— Begin SOURCE —
Directed by Alain Resnais

Written by Marguerite Duras

France, 1959

Hiroshima mon amour was the first feature film of director Alain Resnais, whose only previous work had been a few short films. Most notably, Resnais had debuted Night and Fog at the Cannes Film Festival in 1955. The film was a documentary about Nazi concentration camps and was the direct catalyst to his involvement with Hiroshima mon amour. Resnais was approached to make a documentary about the atomic bomb. Wary of repeating his previous work, Resnais teamed with Marguerite Duras to create a wholly innovative fiction film that encapsulated Resnais’ struggles in making a film about the atomic bomb and the impossibility of coming to terms with such horrific events.

The film concerns a series of conversations, or one extended conversation, over a 36-hour period between a French actress only credited as She (Emmanuelle Riva) and a Japanese architect, He (Eiji Okada). Beginning with images of the devastating effects of the A-bomb, these characters are only heard in voiceover discussing the extreme pain of the victims and the unfathomable destruction of Hiroshima in a languid, near-poetic style. This segment continues for 15 minutes, their exchange accompanying images of malformed bodies, mass graves, and flattened structures. As these protagonists move to the forefront of the plot, it is clear that they are having an affair. Only hours away from her departure, She and He entwine their bodies, a bulwark against the inevitable end of their relationship.
— End SOURCE —
GIVEN INSTRUCTION A: Can you write out everything from the start of the entries down to the line containing "left=341, top=391, right=544, bottom=810", swapping "white blossoms" for "pink blossoms" and leaving all else as it stands?
— Begin THE INPUT —
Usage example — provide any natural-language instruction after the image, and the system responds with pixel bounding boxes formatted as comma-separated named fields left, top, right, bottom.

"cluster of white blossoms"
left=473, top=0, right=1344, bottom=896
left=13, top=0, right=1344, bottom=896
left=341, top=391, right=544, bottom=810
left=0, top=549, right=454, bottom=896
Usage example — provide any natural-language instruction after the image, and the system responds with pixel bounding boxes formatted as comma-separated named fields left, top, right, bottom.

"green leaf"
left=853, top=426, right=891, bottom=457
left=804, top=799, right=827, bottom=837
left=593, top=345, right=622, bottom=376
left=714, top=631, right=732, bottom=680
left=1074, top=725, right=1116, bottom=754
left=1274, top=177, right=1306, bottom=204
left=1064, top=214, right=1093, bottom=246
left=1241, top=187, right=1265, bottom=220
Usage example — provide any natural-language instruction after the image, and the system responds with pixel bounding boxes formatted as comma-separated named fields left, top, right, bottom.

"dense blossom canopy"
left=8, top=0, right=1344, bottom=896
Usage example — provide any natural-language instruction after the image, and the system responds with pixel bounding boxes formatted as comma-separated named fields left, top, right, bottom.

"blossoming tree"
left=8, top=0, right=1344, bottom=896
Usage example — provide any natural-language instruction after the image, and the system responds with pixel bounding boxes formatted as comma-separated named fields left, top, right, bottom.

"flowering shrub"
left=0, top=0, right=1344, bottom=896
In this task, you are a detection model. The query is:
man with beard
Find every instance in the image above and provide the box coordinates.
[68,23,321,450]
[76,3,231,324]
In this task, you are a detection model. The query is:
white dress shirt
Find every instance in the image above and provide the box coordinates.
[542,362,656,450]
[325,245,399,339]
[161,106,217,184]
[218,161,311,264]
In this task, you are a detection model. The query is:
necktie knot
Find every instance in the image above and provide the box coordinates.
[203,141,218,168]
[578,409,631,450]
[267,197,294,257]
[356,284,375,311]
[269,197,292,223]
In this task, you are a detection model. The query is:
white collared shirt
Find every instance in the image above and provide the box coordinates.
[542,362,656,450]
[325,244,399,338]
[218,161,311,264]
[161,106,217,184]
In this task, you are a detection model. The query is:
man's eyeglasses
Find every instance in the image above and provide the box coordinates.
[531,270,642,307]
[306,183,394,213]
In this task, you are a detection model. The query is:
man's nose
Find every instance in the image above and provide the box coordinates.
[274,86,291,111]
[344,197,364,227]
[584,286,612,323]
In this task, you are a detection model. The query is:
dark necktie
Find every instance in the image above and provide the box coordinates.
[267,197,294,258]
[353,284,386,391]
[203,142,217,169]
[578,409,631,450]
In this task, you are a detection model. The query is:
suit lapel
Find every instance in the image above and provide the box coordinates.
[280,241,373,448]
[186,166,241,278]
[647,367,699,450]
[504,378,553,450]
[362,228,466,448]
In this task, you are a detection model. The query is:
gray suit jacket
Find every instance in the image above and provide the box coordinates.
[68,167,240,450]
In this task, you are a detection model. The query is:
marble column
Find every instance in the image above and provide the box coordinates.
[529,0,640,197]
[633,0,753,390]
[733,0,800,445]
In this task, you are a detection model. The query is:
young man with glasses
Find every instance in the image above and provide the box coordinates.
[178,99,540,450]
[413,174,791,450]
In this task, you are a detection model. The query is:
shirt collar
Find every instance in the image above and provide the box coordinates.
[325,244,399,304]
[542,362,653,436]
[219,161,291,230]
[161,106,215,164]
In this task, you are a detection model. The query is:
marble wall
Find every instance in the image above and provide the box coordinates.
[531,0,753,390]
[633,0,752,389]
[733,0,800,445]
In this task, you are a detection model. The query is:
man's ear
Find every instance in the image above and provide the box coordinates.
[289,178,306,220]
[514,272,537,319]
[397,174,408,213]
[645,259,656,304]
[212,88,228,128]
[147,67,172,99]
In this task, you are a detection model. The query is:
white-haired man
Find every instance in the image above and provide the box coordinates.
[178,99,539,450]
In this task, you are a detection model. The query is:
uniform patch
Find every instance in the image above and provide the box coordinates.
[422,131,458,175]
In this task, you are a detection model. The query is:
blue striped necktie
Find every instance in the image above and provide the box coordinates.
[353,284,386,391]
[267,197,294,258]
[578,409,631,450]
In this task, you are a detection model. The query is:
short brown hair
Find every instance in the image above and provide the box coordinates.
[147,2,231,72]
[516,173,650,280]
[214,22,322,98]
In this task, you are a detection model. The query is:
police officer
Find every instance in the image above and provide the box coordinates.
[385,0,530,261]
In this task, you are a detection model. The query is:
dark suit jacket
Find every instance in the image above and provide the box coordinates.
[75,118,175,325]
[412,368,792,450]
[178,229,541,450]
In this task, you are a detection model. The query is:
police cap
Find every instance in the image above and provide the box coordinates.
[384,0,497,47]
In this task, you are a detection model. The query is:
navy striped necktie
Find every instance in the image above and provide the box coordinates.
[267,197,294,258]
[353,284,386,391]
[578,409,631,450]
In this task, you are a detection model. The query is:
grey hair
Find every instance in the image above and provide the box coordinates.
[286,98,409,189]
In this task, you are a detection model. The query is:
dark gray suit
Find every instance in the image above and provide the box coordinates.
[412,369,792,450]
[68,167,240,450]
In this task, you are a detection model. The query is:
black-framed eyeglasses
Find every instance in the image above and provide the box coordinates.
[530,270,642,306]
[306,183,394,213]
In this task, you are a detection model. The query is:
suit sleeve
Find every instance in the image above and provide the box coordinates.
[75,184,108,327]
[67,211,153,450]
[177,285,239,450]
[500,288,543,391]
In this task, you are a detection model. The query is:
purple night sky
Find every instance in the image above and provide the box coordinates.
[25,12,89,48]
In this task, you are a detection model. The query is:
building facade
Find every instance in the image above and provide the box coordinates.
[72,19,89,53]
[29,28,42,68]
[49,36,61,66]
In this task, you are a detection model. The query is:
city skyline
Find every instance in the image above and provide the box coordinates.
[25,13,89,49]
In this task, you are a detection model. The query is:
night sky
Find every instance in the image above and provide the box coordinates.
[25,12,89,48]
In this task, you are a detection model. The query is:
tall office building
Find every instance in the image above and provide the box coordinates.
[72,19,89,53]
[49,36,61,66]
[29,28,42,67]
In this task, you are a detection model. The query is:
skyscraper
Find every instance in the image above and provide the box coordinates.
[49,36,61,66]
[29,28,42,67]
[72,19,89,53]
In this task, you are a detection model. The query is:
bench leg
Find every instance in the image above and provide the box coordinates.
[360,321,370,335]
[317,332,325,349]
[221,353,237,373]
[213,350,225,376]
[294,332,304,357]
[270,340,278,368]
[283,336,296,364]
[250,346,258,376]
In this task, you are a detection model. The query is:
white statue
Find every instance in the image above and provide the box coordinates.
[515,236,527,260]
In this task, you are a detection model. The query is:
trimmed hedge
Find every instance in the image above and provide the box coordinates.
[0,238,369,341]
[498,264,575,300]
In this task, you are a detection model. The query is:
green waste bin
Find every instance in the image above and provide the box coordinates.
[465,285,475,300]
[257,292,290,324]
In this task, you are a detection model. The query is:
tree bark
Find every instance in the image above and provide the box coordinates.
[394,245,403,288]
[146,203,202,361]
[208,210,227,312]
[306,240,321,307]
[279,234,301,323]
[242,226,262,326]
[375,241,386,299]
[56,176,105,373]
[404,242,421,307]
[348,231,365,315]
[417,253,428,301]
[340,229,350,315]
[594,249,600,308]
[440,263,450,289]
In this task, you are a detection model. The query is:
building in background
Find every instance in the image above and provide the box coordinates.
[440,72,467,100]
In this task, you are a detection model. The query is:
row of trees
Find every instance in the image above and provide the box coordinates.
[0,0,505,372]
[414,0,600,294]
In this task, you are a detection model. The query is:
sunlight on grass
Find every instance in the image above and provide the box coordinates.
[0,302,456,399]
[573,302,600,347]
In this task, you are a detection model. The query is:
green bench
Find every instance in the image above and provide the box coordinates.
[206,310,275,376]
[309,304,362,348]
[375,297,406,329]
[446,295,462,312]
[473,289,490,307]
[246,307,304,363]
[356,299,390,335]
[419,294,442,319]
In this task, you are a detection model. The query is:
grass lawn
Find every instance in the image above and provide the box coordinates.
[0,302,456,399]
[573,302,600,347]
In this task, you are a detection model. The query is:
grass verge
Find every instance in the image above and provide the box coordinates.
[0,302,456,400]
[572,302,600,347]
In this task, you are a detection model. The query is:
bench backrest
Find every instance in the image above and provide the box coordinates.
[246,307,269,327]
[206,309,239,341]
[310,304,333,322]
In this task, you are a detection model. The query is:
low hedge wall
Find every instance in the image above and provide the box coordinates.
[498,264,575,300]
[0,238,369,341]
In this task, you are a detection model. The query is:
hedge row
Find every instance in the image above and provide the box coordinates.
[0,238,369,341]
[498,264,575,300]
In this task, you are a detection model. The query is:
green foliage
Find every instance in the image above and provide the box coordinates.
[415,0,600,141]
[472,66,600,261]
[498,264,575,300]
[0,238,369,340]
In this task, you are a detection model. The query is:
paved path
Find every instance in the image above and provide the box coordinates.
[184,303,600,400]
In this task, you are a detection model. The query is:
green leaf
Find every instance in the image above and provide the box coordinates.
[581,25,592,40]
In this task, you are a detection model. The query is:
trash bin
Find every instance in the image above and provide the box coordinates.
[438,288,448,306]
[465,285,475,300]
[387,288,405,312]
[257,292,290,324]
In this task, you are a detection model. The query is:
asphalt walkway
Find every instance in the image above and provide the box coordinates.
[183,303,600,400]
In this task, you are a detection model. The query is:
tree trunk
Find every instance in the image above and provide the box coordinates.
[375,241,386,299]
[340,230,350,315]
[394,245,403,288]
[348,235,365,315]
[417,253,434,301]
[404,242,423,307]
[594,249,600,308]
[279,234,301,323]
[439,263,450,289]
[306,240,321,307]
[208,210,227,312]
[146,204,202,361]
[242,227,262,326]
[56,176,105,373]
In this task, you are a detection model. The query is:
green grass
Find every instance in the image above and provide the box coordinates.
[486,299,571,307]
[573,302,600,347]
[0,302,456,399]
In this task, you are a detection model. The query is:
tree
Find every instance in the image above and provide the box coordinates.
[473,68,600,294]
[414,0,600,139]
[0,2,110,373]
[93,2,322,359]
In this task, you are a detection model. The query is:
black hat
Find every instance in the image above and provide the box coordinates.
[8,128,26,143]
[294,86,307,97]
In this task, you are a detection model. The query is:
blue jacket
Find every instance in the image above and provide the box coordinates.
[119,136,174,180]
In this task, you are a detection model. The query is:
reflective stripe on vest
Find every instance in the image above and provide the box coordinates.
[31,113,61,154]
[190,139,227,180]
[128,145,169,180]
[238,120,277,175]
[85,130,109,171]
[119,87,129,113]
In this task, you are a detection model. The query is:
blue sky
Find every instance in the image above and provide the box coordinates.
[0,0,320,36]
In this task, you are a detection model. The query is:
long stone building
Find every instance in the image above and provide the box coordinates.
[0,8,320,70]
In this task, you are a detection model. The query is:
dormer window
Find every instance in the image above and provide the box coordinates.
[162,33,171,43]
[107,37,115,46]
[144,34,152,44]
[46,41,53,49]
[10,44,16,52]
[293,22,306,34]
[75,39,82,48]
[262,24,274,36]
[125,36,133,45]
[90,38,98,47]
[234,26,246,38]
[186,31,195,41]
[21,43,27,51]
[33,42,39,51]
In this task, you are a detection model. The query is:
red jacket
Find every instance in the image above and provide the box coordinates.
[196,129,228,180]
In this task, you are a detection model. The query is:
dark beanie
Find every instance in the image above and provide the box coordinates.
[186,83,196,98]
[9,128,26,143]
— End THE INPUT —
GIVEN INSTRUCTION B: In the piece on Hiroshima mon amour, in what year did Resnais debut Night and Fog at the Cannes Film Festival?

CORRECT ANSWER A:
Usage example — provide any natural-language instruction after the image, and the system responds with pixel bounding boxes formatted as comma-separated named fields left, top, right, bottom.

"cluster of pink blossoms"
left=473, top=0, right=1344, bottom=896
left=13, top=0, right=1344, bottom=896
left=341, top=391, right=544, bottom=810

CORRECT ANSWER B: 1955